• Short exercise: Switch "high-visibility vest" to "reflective vest" in the lines running from the line with "the van side" through the end, and give only those lines again with everything else unchanged.

— BEGIN —

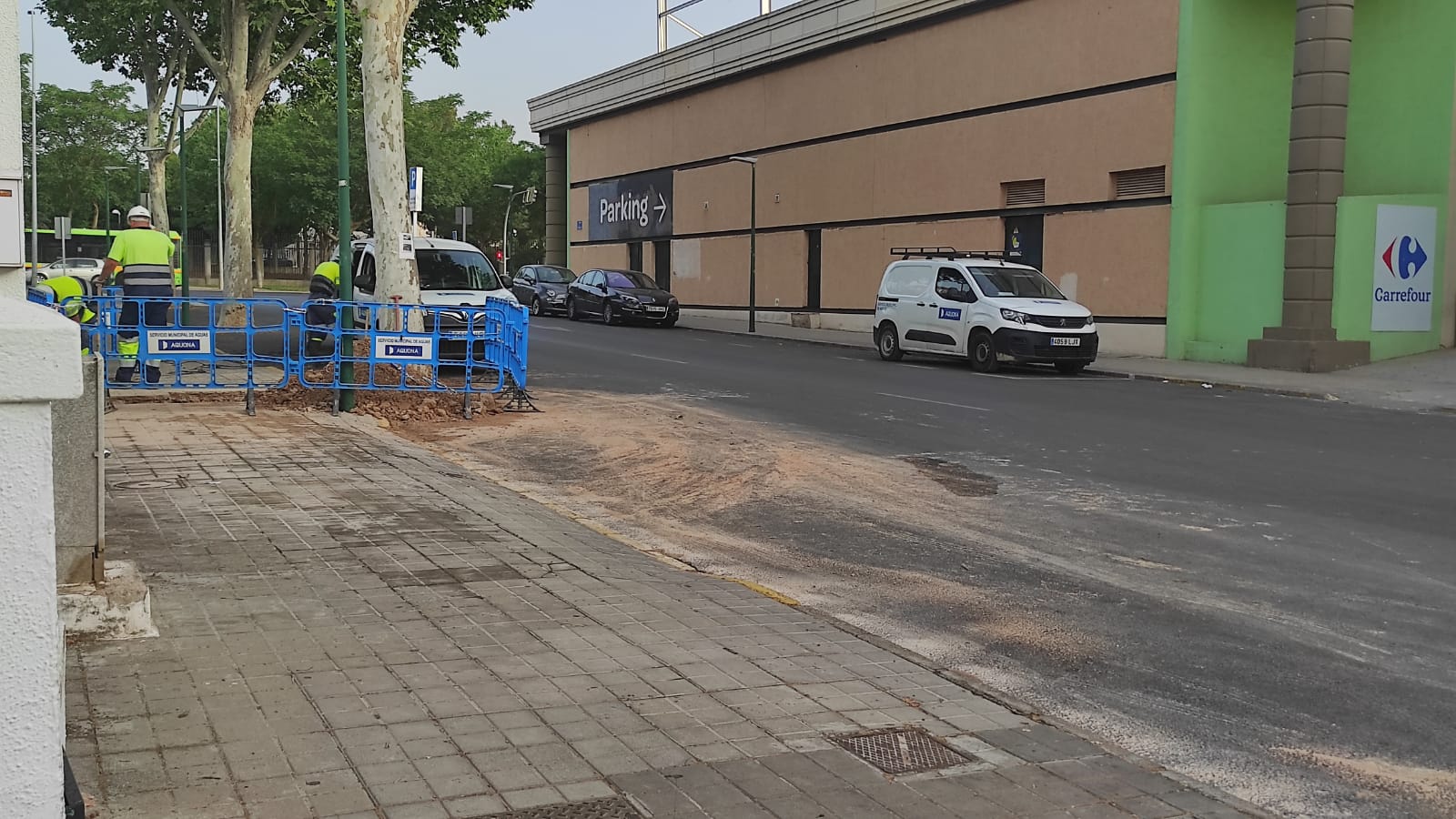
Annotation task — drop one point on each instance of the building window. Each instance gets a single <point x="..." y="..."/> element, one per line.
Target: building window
<point x="1028" y="193"/>
<point x="1140" y="182"/>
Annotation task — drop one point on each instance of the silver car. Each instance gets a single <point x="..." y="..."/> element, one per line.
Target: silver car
<point x="75" y="266"/>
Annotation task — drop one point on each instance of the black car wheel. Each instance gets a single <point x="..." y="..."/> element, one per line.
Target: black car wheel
<point x="983" y="353"/>
<point x="887" y="341"/>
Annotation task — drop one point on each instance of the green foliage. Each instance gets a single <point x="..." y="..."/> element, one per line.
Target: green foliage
<point x="463" y="153"/>
<point x="436" y="26"/>
<point x="82" y="133"/>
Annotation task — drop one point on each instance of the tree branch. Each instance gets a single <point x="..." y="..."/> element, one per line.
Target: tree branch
<point x="208" y="58"/>
<point x="266" y="43"/>
<point x="288" y="56"/>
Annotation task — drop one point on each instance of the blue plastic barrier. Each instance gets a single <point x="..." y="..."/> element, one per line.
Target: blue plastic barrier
<point x="446" y="349"/>
<point x="201" y="343"/>
<point x="264" y="343"/>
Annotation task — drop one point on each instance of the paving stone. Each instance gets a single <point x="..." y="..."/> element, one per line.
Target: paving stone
<point x="308" y="680"/>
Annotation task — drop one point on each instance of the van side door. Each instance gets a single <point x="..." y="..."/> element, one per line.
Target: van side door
<point x="954" y="298"/>
<point x="903" y="293"/>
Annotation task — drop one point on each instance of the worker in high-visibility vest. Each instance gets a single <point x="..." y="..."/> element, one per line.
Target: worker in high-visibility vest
<point x="320" y="319"/>
<point x="145" y="258"/>
<point x="70" y="293"/>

— END —

• Solution below:
Annotation task — drop one point on each instance of the van side door. Each instance gets a single <point x="..." y="..."/> element, one per line.
Target: van side door
<point x="954" y="298"/>
<point x="903" y="293"/>
Annotation task — drop one point on each instance of the worker in reflective vest. Each instance gets a single <point x="..." y="..."/> element, one per line.
Target: worker in reflective vest
<point x="320" y="319"/>
<point x="145" y="258"/>
<point x="70" y="293"/>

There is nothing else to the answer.